- **Exercise goal**:
Without changing a single word, set down all of the records.

- **Supplied entries**:

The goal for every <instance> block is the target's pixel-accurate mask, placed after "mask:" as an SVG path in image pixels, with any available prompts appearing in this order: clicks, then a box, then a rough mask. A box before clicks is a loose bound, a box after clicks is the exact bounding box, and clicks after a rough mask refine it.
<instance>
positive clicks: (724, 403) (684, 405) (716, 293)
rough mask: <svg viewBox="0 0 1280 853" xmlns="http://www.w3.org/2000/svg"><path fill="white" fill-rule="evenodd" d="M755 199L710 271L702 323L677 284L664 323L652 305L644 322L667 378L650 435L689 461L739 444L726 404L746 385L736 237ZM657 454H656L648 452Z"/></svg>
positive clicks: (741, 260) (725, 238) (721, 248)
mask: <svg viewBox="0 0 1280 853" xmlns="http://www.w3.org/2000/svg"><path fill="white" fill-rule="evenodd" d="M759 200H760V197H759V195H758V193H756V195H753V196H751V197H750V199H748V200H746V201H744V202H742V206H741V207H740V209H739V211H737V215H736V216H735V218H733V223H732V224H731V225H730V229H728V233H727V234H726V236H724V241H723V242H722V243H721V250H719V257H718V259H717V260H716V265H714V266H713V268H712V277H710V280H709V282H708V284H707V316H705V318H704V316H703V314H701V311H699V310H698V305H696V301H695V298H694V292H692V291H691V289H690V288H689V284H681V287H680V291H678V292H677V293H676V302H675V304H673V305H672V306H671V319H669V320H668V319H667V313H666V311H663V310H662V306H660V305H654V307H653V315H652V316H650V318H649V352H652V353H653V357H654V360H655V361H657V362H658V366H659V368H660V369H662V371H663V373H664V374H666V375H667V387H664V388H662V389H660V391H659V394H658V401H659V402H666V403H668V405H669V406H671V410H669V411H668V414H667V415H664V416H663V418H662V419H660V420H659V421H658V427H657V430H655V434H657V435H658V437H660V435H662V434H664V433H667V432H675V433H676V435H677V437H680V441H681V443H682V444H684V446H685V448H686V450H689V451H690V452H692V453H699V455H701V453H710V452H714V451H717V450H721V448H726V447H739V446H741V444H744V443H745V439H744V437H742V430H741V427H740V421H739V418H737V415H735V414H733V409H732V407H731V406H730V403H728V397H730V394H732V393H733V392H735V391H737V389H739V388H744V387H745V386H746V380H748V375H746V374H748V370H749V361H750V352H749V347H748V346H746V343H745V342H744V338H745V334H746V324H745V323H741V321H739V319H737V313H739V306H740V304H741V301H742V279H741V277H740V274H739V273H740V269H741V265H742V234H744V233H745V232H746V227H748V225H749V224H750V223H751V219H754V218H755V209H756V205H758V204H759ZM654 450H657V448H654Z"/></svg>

- **Response to the exercise**:
The goal for every <instance> block is the target's pixel-accurate mask, placed after "mask:" as an SVG path in image pixels, with any available prompts appearing in this order: clicks, then a box, then a rough mask. A box before clicks is a loose bound, a box after clicks is the exact bounding box, and clicks after a rough mask refine it.
<instance>
positive clicks: (724, 403) (684, 405) (716, 293)
rough mask: <svg viewBox="0 0 1280 853" xmlns="http://www.w3.org/2000/svg"><path fill="white" fill-rule="evenodd" d="M755 199L710 271L702 323L677 284L664 323L652 305L644 322L667 378L650 435L689 461L739 444L726 404L746 385L736 237ZM657 454H656L648 452Z"/></svg>
positive clicks: (741, 260) (725, 238) (721, 248)
mask: <svg viewBox="0 0 1280 853" xmlns="http://www.w3.org/2000/svg"><path fill="white" fill-rule="evenodd" d="M759 200H760V197H759V195H758V193H756V195H753V196H751V197H750V199H748V200H746V201H744V202H742V206H741V207H740V209H739V211H737V215H736V216H735V218H733V223H732V224H731V225H730V229H728V233H727V234H726V236H724V241H723V242H722V243H721V250H719V257H718V259H717V260H716V265H714V266H713V268H712V277H710V280H709V282H708V284H707V316H705V318H704V316H703V314H701V311H699V310H698V305H696V301H695V298H694V292H692V291H691V289H690V288H689V284H681V287H680V291H678V292H677V293H676V302H675V304H673V305H672V306H671V319H669V320H668V319H667V313H666V311H663V310H662V306H660V305H654V307H653V315H652V316H650V318H649V352H652V353H653V357H654V360H655V361H657V362H658V366H659V368H660V369H662V371H663V373H664V374H666V375H667V387H664V388H662V389H660V391H659V394H658V401H659V402H666V403H668V405H669V406H671V410H669V411H668V414H667V415H664V416H663V418H662V419H660V420H659V421H658V427H657V430H655V434H657V435H658V437H660V435H662V434H664V433H667V432H675V433H676V435H677V437H680V441H681V443H682V444H684V446H685V448H686V450H689V451H690V452H692V453H699V455H701V453H710V452H714V451H717V450H721V448H726V447H739V446H741V444H744V443H745V439H744V437H742V430H741V427H740V421H739V418H737V415H735V414H733V409H732V407H731V406H730V403H728V397H730V394H732V393H733V392H735V391H737V389H739V388H744V387H745V386H746V380H748V375H746V374H748V370H749V361H750V352H749V347H748V346H746V343H745V342H744V338H745V334H746V324H745V323H741V321H739V319H737V313H739V306H740V304H741V301H742V279H741V277H740V274H739V273H740V269H741V265H742V234H744V233H745V232H746V227H748V225H749V224H750V223H751V219H754V218H755V209H756V205H758V204H759ZM654 450H657V448H654Z"/></svg>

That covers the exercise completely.